* begin Given text *

Research Highlights
Thermal conductivity of glasses: first-principles theory and applications
Predicting how glasses conduct heat has proved to be a challenge for computational materials scientists, and yet it is of fundamental importance in many sectors. Microelectronics, construction, aerospace, optics and several other industries depend on making sure that glass materials behave as desired in various thermal conditions – be it freezing cold or scorching heat. So far, though, the simulation of these phenomena has proved very costly from a computational point of view, because it requires to model thousands of atoms simultaneously while failing to capture the full complexity of how heat propagates in glasses.
This work addresses the long-standing problem of predicting from first principles (i.e., without relying on any empirical parameter) the thermal conductivity of glasses. Specifically, the article presents a protocol that combines the Wigner formulation of thermal transport with computational techniques that allow to simulate glasses with quantum accuracy and at a computational cost reduced of several orders of magnitude compared to previous methods. Importantly, this work also sheds light on how the macroscopic thermal conductivity of glasses originates from the microscopic interplay between structural disorder, anharmonicity, and quantum Bose-Einstein statistics of vibrations.

* end Given text *
* begin Material provided *

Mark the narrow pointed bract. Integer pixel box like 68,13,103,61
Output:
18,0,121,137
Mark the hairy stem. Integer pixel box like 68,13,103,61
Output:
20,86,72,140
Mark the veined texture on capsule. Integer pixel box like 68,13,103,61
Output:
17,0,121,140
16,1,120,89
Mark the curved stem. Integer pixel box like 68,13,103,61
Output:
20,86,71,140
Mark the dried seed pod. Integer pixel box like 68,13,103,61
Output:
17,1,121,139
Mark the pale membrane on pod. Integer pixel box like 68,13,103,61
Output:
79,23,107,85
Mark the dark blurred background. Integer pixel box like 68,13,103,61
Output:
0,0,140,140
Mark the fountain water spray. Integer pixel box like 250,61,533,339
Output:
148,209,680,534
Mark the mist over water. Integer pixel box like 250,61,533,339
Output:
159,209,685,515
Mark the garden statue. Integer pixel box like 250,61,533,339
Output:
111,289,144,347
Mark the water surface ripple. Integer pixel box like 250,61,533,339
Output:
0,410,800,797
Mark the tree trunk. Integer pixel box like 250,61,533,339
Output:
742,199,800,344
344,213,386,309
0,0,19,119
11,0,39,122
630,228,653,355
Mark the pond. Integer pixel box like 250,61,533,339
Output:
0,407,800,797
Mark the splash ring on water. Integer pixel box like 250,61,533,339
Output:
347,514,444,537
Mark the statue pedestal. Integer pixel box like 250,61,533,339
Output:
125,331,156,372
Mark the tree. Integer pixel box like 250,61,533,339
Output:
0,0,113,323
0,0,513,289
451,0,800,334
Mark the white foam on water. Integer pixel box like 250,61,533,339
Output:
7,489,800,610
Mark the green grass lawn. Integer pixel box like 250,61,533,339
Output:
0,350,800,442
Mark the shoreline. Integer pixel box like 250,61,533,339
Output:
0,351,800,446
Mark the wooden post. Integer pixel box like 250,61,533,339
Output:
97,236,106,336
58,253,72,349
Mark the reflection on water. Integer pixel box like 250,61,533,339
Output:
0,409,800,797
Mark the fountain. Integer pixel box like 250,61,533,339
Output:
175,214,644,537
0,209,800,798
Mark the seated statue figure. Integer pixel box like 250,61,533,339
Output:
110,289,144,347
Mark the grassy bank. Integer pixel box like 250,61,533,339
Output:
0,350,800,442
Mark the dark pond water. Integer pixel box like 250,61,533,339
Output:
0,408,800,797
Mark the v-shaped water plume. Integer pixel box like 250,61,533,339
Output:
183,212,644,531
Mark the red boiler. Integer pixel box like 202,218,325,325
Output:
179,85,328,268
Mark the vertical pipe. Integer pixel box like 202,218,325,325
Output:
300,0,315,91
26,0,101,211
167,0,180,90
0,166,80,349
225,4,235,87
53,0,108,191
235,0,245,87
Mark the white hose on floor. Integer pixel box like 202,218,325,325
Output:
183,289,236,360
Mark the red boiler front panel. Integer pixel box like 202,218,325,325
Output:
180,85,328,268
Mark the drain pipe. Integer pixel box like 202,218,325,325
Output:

* end Material provided *

- Tasks and exercises:
#1 In the research highlight on glass thermal conductivity, what does predicting "from first principles" mean?
#2 Carry on the research highlight on glass thermal conductivity from its last sentence.
The data above is separate from the research highlight on glass thermal conductivity.

- Results of the tasks:
#1 It means predicting without relying on any empirical parameter.

#2
The protocol has been used to calculate the properties on vitreous silica, an archetypal glassy material that has many commercial applications because of its resistance to heat and its refraction properties. Very recent studies have employed this protocol to investigate the physics of the thermal properties of amorphous alumina and gallium oxide gallium oxide, materials which play a crucial role in the thermal management of electronic devices.
This study opens new doors for optimizing and comprehending the behavior of glassy thermal insulators and promises to drive advancements across various industries.
Thermal conductivity of glasses: first-principles theory and applications npj Comput. Mater. 9 106 (2023)